**Quoted passage**

In this section we construct the mathematical expressions for the models that we consider. We consider multiple components, as the case with one component can be considered as a special case. We start off by explaining that we can view our models as semi-regeneration cycles, which means that we can construct a stationary law of the maintained system state. Afterwards we construct the performance criteria, for which expressions can be derived by using this law. We mathematically formulate Model 1, while the formulation of Model 2 can be found in the Appendix.

**Data shown**
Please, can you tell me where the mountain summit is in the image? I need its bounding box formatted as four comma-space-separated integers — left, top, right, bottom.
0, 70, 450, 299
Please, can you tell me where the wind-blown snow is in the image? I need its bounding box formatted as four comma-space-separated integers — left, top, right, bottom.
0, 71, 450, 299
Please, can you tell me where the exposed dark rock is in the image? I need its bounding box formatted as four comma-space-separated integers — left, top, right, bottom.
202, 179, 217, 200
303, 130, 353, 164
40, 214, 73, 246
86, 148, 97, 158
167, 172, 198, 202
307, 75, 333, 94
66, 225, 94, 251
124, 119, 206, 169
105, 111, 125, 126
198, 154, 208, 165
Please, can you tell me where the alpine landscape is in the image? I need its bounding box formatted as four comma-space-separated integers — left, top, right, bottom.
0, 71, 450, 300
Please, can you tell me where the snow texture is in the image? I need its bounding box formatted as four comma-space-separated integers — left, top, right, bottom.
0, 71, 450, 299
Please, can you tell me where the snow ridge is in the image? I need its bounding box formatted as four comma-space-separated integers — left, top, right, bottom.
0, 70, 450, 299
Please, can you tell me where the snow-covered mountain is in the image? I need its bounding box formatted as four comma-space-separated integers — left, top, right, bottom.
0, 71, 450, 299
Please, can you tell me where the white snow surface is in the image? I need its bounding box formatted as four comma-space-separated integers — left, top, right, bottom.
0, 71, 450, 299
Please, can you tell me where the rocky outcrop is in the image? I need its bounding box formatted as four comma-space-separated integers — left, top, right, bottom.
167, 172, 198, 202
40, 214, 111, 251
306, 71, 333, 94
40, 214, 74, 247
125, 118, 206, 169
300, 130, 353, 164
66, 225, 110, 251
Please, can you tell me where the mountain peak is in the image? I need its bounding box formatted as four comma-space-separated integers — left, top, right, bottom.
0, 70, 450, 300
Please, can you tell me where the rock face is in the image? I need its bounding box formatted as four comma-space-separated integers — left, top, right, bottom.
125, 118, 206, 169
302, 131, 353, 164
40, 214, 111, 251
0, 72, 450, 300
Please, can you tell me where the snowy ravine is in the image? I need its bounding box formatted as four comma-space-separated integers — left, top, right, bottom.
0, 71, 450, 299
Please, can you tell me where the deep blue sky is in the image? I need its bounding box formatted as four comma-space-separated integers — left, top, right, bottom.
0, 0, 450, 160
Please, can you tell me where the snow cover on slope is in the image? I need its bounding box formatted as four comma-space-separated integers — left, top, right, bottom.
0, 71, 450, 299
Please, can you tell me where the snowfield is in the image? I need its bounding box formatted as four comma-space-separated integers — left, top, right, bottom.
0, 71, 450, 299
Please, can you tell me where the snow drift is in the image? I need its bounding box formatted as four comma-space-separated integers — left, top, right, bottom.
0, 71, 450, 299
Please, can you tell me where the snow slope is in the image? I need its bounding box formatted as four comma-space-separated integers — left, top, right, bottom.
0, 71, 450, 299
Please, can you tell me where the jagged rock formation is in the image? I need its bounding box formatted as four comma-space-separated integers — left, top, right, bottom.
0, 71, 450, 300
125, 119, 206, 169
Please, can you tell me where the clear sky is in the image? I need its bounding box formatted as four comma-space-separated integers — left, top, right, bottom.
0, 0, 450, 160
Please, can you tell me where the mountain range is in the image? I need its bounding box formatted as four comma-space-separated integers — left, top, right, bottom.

**Problem 1**
List everything that the modeling passage says is constructed.
**Problem 2**
Repeat the modeling passage word for word, from "In this section" to "in the Appendix.".
The data come from a separate source and are not part of the modeling passage.

**Complete response 1**
- The mathematical expressions for the models
- A stationary law of the maintained system state
- The performance criteria

**Complete response 2**
In this section we construct the mathematical expressions for the models that we consider. We consider multiple components, as the case with one component can be considered as a special case. We start off by explaining that we can view our models as semi-regeneration cycles, which means that we can construct a stationary law of the maintained system state. Afterwards we construct the performance criteria, for which expressions can be derived by using this law. We mathematically formulate Model 1, while the formulation of Model 2 can be found in the Appendix.